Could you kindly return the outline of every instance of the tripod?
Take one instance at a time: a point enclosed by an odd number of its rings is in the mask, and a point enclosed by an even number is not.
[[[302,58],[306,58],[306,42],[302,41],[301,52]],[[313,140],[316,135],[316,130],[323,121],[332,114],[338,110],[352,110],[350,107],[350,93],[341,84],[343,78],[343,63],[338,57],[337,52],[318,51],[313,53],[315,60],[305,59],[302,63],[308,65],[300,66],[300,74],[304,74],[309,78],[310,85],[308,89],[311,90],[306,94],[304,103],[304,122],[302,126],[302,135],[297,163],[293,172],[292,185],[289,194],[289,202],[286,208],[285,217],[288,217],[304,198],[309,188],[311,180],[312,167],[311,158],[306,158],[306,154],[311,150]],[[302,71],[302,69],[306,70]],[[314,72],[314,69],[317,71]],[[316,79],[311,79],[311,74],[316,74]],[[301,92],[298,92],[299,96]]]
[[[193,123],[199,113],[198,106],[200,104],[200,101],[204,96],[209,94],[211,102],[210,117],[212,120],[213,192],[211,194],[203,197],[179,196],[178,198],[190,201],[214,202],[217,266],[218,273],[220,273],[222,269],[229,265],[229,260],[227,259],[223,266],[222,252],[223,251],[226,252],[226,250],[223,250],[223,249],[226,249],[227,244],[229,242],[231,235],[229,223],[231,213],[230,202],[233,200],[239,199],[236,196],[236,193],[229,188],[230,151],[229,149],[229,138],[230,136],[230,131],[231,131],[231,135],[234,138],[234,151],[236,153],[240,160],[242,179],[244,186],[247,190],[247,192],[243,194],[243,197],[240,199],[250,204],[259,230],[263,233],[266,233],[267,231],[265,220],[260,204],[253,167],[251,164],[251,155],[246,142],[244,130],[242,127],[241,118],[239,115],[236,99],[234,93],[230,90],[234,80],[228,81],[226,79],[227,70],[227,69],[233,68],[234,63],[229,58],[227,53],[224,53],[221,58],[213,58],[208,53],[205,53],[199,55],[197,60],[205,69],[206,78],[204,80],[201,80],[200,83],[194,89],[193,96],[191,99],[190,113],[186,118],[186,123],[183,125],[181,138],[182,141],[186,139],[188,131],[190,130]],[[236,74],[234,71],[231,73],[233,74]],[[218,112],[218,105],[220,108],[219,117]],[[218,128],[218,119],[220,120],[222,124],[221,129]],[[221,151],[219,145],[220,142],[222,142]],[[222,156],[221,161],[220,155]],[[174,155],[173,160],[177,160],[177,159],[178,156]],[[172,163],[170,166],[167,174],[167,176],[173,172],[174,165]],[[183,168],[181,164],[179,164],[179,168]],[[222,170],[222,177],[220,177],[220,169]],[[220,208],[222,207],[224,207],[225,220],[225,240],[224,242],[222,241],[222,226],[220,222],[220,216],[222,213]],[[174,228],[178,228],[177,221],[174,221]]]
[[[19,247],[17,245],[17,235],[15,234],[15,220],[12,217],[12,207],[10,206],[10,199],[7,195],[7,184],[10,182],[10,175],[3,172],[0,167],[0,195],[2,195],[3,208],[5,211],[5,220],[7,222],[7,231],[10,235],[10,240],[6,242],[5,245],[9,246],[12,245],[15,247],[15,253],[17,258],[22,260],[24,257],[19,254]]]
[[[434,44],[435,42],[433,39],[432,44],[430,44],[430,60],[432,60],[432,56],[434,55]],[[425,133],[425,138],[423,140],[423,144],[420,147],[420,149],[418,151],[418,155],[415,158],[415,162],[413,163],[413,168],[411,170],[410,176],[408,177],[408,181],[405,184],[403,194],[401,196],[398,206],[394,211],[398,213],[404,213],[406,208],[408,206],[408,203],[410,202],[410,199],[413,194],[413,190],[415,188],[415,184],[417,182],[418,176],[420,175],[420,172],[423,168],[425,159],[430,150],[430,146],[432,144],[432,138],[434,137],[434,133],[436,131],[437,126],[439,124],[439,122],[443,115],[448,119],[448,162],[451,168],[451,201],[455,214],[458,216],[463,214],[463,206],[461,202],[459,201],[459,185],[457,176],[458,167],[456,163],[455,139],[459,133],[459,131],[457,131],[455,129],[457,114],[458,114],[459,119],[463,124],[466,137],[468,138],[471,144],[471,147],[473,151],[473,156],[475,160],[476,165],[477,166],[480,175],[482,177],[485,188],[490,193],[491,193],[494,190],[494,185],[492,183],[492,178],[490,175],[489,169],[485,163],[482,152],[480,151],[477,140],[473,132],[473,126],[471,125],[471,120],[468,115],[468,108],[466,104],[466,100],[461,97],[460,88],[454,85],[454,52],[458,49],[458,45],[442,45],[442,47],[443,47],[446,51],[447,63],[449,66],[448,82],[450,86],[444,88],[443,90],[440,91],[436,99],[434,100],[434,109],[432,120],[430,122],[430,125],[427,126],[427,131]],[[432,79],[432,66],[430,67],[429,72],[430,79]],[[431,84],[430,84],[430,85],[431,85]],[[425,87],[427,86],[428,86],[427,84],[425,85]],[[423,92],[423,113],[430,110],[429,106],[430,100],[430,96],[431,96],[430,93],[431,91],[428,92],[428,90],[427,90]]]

====

▶ **Given exercise**
Reproduce the records with "tripod" swapped for "camera stand" and every other character kept the same.

▶ **Completed exercise**
Could you kindly return the outline of every instance of the camera stand?
Take one instance at a time: a point enclosed by an odd number of its rings is in the mask, and a point enclosed by an even number is not.
[[[302,58],[306,58],[306,42],[302,41],[301,52]],[[313,140],[316,135],[316,130],[323,121],[332,114],[338,110],[352,110],[350,107],[350,93],[341,84],[343,78],[343,63],[338,57],[337,52],[318,51],[313,53],[315,60],[305,59],[302,63],[308,65],[300,66],[300,74],[304,74],[309,78],[310,85],[308,89],[311,90],[306,94],[304,103],[304,122],[302,126],[302,135],[297,163],[293,172],[292,185],[289,194],[289,202],[286,208],[285,217],[288,217],[304,198],[309,188],[311,180],[312,167],[311,158],[306,158],[306,154],[311,150]],[[302,71],[302,69],[306,70]],[[314,72],[314,69],[317,71]],[[316,79],[311,79],[311,74],[316,74]],[[301,92],[298,92],[299,96]]]
[[[193,123],[199,113],[198,106],[200,104],[200,101],[204,96],[209,94],[211,102],[210,117],[212,120],[213,192],[211,194],[203,197],[179,196],[178,198],[190,201],[214,202],[217,266],[218,273],[220,273],[222,269],[229,265],[229,260],[227,259],[223,266],[222,252],[223,251],[226,252],[226,250],[223,250],[223,249],[226,249],[227,244],[229,242],[231,235],[229,223],[231,213],[230,202],[233,200],[239,199],[236,196],[236,193],[229,188],[230,151],[229,149],[229,138],[230,136],[230,131],[231,131],[231,135],[234,138],[234,151],[236,153],[240,160],[242,179],[244,186],[247,190],[247,192],[243,194],[243,197],[240,199],[250,204],[259,230],[263,233],[266,233],[267,231],[265,220],[260,204],[253,167],[251,164],[251,155],[246,142],[244,130],[242,127],[241,118],[239,115],[236,99],[234,93],[230,90],[234,80],[228,81],[226,79],[227,70],[227,69],[233,68],[234,63],[229,58],[227,53],[224,53],[221,58],[213,58],[208,53],[205,53],[199,55],[197,60],[205,69],[206,78],[204,80],[201,80],[200,83],[194,89],[193,96],[191,99],[190,113],[186,118],[186,123],[183,125],[181,138],[182,141],[186,139],[188,131],[190,130]],[[236,74],[234,71],[231,73],[233,74]],[[218,112],[218,105],[220,108],[219,117]],[[218,128],[218,119],[220,120],[222,124],[221,129]],[[221,151],[219,145],[220,142],[222,142]],[[222,156],[221,161],[220,155]],[[174,155],[173,160],[177,160],[177,159],[178,156]],[[172,163],[170,166],[167,174],[167,176],[173,172],[174,165]],[[183,168],[181,164],[179,164],[179,168]],[[222,170],[222,177],[220,177],[220,169]],[[220,208],[222,207],[224,207],[225,220],[225,240],[224,242],[222,241],[222,226],[220,222],[220,216],[222,213]],[[174,228],[178,228],[177,221],[174,221]]]
[[[19,247],[17,245],[17,235],[15,234],[15,220],[12,217],[12,207],[10,206],[10,199],[7,195],[7,184],[10,182],[10,175],[3,172],[0,167],[0,195],[2,195],[3,208],[5,211],[5,220],[7,222],[7,231],[10,235],[10,240],[6,242],[5,245],[9,246],[12,245],[15,247],[15,253],[17,258],[22,260],[24,257],[19,254]]]
[[[434,44],[435,42],[433,39],[432,44],[430,44],[430,60],[432,60],[432,56],[434,55]],[[425,133],[425,138],[423,140],[423,144],[420,147],[420,149],[418,151],[418,155],[415,158],[415,162],[413,163],[413,168],[411,170],[410,176],[408,177],[408,181],[405,184],[403,194],[401,196],[398,206],[394,211],[398,213],[404,213],[406,208],[408,206],[408,203],[410,202],[410,199],[413,194],[413,190],[415,188],[415,184],[417,182],[418,176],[420,175],[420,172],[423,168],[425,159],[430,150],[430,146],[432,144],[432,138],[434,137],[434,133],[436,131],[437,126],[439,124],[439,122],[443,115],[448,119],[448,162],[451,168],[451,201],[455,214],[458,216],[463,214],[463,206],[461,202],[459,201],[459,185],[457,176],[458,167],[456,163],[455,139],[459,133],[459,131],[457,131],[455,129],[457,114],[458,114],[459,119],[463,124],[466,137],[468,138],[471,144],[471,147],[473,151],[473,156],[475,160],[476,165],[477,166],[480,175],[482,177],[485,188],[490,193],[491,193],[494,190],[494,185],[492,183],[492,178],[490,175],[489,169],[485,163],[482,152],[480,151],[477,140],[473,132],[473,126],[471,125],[471,120],[468,115],[468,108],[466,104],[466,100],[461,97],[460,88],[454,85],[454,52],[458,49],[458,45],[442,45],[442,47],[443,47],[446,51],[447,63],[449,66],[448,82],[450,86],[444,88],[443,90],[440,91],[436,99],[434,100],[434,109],[432,120],[430,122],[430,125],[427,126],[427,131]],[[432,79],[432,66],[430,67],[429,72],[430,79]],[[431,84],[430,84],[430,85],[431,85]],[[425,87],[427,86],[428,86],[427,84],[425,85]],[[423,92],[423,113],[430,110],[429,106],[430,100],[430,96],[431,96],[430,93],[431,91],[428,92],[428,90],[427,90]]]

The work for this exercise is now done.